▸ **TO DO**
Copy out all the rows below, swapping every "annotator" for "labeler" and leaving everything else as it is.

++++++++

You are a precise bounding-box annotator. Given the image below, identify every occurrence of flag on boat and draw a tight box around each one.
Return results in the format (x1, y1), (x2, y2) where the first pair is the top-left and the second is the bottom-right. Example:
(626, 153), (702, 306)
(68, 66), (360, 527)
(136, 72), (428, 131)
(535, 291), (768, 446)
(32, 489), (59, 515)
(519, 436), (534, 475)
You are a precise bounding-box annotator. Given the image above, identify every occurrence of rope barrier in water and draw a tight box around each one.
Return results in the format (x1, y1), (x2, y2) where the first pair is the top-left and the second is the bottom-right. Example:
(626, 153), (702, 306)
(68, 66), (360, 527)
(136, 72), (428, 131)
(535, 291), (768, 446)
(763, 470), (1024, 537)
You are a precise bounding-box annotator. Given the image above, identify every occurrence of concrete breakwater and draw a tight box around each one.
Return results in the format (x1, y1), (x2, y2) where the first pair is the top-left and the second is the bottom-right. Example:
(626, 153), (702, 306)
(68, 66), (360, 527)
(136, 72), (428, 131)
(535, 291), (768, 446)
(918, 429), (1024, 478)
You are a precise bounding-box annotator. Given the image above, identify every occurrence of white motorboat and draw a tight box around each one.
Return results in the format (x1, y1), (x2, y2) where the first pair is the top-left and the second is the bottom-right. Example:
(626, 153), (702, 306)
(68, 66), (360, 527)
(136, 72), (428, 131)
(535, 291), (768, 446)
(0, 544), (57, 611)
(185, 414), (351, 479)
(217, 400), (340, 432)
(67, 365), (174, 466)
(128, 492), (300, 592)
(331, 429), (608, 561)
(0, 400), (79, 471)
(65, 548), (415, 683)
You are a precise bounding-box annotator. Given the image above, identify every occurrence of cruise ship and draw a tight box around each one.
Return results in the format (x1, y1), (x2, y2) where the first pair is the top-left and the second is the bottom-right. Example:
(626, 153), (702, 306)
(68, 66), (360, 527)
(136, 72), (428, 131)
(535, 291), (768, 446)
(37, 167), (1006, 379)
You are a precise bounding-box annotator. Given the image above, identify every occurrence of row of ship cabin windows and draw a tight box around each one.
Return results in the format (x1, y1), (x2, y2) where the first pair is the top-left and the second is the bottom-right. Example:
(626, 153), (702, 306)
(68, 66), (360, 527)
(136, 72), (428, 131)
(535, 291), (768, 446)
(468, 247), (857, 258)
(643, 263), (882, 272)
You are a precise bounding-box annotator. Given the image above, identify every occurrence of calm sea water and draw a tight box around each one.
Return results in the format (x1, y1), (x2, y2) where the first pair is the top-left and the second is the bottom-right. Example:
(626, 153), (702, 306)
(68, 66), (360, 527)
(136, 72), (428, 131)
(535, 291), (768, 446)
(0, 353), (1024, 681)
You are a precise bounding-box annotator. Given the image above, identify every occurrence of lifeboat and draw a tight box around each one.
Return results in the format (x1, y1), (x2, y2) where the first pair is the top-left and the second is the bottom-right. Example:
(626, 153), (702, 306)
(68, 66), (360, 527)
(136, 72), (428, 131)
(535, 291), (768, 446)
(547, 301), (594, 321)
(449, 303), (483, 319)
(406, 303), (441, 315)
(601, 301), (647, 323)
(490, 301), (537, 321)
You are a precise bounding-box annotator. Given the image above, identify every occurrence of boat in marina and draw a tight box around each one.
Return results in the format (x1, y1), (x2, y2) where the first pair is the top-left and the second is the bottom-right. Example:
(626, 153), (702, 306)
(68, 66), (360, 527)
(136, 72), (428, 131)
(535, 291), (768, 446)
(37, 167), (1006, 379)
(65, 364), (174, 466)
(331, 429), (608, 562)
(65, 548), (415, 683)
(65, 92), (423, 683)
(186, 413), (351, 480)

++++++++

▸ **OUTPUT FOR THIS EXERCISE**
You are a precise bounding-box labeler. Given the image below, identify every occurrence of flag on boat and draw a tight box around each one.
Return results in the format (x1, y1), (x2, y2) where the first pair is the top-left and the second is the bottom-right. Example:
(626, 153), (702, 306)
(68, 66), (360, 527)
(136, 72), (428, 131)
(535, 291), (768, 446)
(32, 489), (59, 515)
(519, 436), (534, 475)
You are a precise bounding-box labeler. Given the image above, identify every occurrence of rope barrier in water and draw a tight box around each one.
Return results in the format (x1, y1), (x2, y2) where the first pair is the top-left and the second is the bottom-right. Example:
(626, 153), (702, 306)
(68, 66), (360, 527)
(136, 72), (428, 131)
(535, 291), (768, 446)
(763, 470), (1024, 537)
You are a precise bounding-box labeler. Given the image above, identify every occurrence of concrete breakwater and draw a tight box around each one.
Return results in the format (x1, y1), (x2, y2) where the first pair is the top-left and the second is the bottom-right. Example:
(626, 153), (702, 306)
(68, 66), (360, 527)
(136, 72), (428, 131)
(535, 291), (768, 446)
(918, 429), (1024, 478)
You are a precise bounding-box labeler. Given the image above, identify every occurrence of white motorboat and draw a tight box around each one.
Return results in the format (x1, y1), (x2, y2) where the first pair is the top-left and the second is the bottom-right. Example:
(626, 153), (702, 306)
(68, 66), (360, 527)
(136, 72), (428, 131)
(535, 291), (768, 446)
(0, 544), (57, 611)
(185, 414), (351, 479)
(217, 400), (340, 432)
(67, 365), (174, 466)
(128, 492), (300, 592)
(331, 429), (608, 561)
(0, 400), (79, 471)
(65, 548), (415, 683)
You are a precise bounding-box labeler. Given the image above, identify every occurrence of cruise ship and draw a tight box around each one.
Return results in the format (x1, y1), (x2, y2) where the first pair is the top-left and the second is the bottom-right. Example:
(626, 153), (702, 306)
(68, 66), (360, 527)
(136, 72), (428, 131)
(535, 291), (768, 446)
(37, 167), (1006, 379)
You are a precise bounding-box labeler. Given the image above, identify every occurrence of row of ship cabin windows and draw a tight box around each one.
Return results in the format (x1, y1), (x2, y2) where the first pair is the top-left and the second is the bottom-right. Example:
(626, 153), (702, 306)
(68, 66), (360, 527)
(136, 72), (428, 131)
(535, 291), (768, 446)
(468, 247), (857, 258)
(643, 263), (882, 272)
You are a precise bounding-box labeler. Given the image above, identify every occurrence of calm sea water and draw a tight box around each one.
Return results in the format (x1, y1), (x2, y2) where the first pair is the top-left and the second is the bottom-right. Example:
(626, 153), (702, 306)
(68, 66), (360, 527)
(136, 72), (428, 131)
(535, 291), (768, 446)
(0, 353), (1024, 681)
You are a precise bounding-box labeler. Given the image above, identify every occurrence of lifeboat and draw a tight box around each one.
Return results in the format (x1, y1), (x2, y2) where the first pair is the top-left and the second is the bottom-right. Example:
(626, 153), (702, 306)
(68, 66), (360, 527)
(136, 72), (428, 131)
(535, 291), (768, 446)
(547, 301), (594, 321)
(449, 303), (483, 319)
(406, 303), (441, 315)
(601, 301), (647, 323)
(490, 301), (537, 321)
You are a precise bounding-box labeler. Given the image above, identify every occurrence of boat in marina and draw a tight box around each one.
Return results in the format (x1, y1), (x2, y2) where the first pair is the top-left and the second is the bottom-right. Example:
(626, 153), (702, 306)
(68, 66), (360, 527)
(136, 72), (428, 131)
(535, 291), (768, 446)
(37, 167), (1006, 379)
(65, 364), (174, 466)
(331, 429), (608, 562)
(65, 548), (415, 683)
(65, 92), (423, 683)
(186, 413), (351, 480)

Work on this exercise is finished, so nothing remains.